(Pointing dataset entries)
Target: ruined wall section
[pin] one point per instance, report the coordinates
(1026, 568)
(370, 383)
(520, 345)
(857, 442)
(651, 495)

→ **THE REQUEST**:
Shift every coordinate in the answers of the entries above by -41, and write out all the lines again with the requests included.

→ **REPLY TO THE TASK**:
Target: ruined wall section
[pin] one point per instance, report the coordinates
(985, 527)
(329, 342)
(479, 304)
(816, 401)
(610, 454)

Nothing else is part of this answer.